— START Raw data —
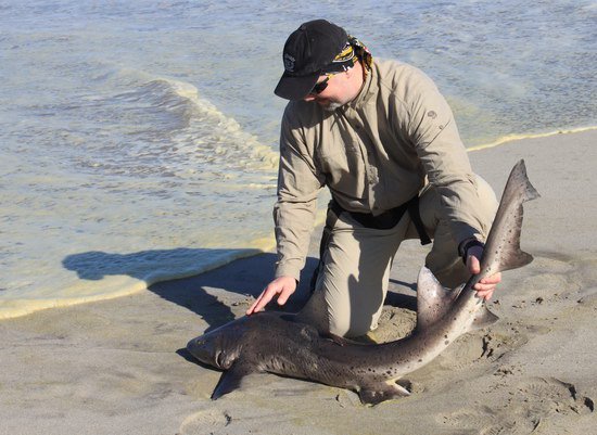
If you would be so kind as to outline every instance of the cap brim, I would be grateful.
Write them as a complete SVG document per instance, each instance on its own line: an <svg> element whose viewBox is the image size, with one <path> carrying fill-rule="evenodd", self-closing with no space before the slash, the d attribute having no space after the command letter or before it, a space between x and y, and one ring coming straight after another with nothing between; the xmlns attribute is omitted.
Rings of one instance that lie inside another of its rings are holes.
<svg viewBox="0 0 597 435"><path fill-rule="evenodd" d="M307 76L290 76L284 73L274 93L287 100L303 100L312 91L319 75L319 72Z"/></svg>

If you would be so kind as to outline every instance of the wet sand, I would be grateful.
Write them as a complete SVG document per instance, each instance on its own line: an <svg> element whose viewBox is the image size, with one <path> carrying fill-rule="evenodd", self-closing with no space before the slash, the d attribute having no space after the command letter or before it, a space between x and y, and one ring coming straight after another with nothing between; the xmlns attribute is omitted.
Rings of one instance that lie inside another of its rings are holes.
<svg viewBox="0 0 597 435"><path fill-rule="evenodd" d="M134 296L1 321L0 433L594 433L597 131L509 142L470 158L498 194L525 159L542 194L525 204L522 230L535 261L504 273L490 303L498 323L408 376L410 397L370 408L348 391L264 374L212 401L220 373L183 347L243 315L271 277L275 256L264 254ZM378 340L412 328L424 253L416 242L401 248ZM288 310L305 298L302 285Z"/></svg>

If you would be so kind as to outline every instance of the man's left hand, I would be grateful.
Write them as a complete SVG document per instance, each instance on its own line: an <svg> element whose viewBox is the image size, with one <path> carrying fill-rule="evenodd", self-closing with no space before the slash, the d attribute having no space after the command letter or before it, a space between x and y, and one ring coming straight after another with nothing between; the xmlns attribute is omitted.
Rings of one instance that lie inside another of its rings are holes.
<svg viewBox="0 0 597 435"><path fill-rule="evenodd" d="M481 263L480 258L483 255L483 248L481 246L471 246L467 252L467 268L471 274L477 274L481 272ZM497 272L491 277L485 277L477 284L474 284L474 290L479 297L490 300L494 290L497 287L497 284L501 281L501 273Z"/></svg>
— END Raw data —
(Aim): Write out the lines above exactly, with the pictures left out.

(Response to the task):
If you would be so kind as to outline every instance of the cap brim, I would be grateful.
Write them as a complete SVG document per instance, each instance on its own line: an <svg> element whose viewBox is the image size, with one <path> carrying fill-rule="evenodd", self-closing with no space before the slash, the d attribute having no space after the command letter or before it, a space between x and y, and one ring coming straight after another with nothing between; the xmlns attribute is omitted.
Rings of one instance that lie inside another of its rings are holes.
<svg viewBox="0 0 597 435"><path fill-rule="evenodd" d="M307 76L290 76L284 73L274 93L287 100L303 100L312 91L319 75L319 72Z"/></svg>

If you would be so kind as to outline every instance of the wet sand, I would be grateful.
Write them as a complete SVG document per instance, each instance on its own line: an <svg> element whose viewBox is the image size, with one <path> carrying fill-rule="evenodd", self-closing with no space before the slash, the d attribute having no space after the command letter or before it, a space between x and y, and one ring coming straight after another with nothing between; the xmlns attribute is omitted.
Rings of one instance that lie inside another of its rings are holes.
<svg viewBox="0 0 597 435"><path fill-rule="evenodd" d="M134 296L1 321L0 433L594 433L597 131L509 142L470 158L498 194L525 159L542 194L525 204L522 230L535 261L504 273L490 303L498 323L408 376L410 397L370 408L348 391L264 374L212 401L220 373L183 347L243 315L271 277L275 256L264 254ZM378 340L412 328L424 253L416 242L401 248ZM288 310L305 298L302 285Z"/></svg>

If you would be so kind as to outline every instance of the man's left hand, I would be grateful.
Write them as a complete SVG document per instance, each instance on its own line: an <svg> element whose viewBox is the image size, with one <path> carrying fill-rule="evenodd", self-closing with no space before the slash, the d attribute having no space after the command letter or before it, a space between x and y, and one ring coming straight after another with nothing between; the xmlns attribute is omitted.
Rings of one instance that lie inside another of its rings are holes.
<svg viewBox="0 0 597 435"><path fill-rule="evenodd" d="M481 263L480 258L483 255L483 248L481 246L471 246L467 252L467 268L471 274L477 274L481 272ZM497 272L491 277L485 277L477 284L474 284L474 290L479 297L490 300L494 290L497 287L497 284L501 281L501 273Z"/></svg>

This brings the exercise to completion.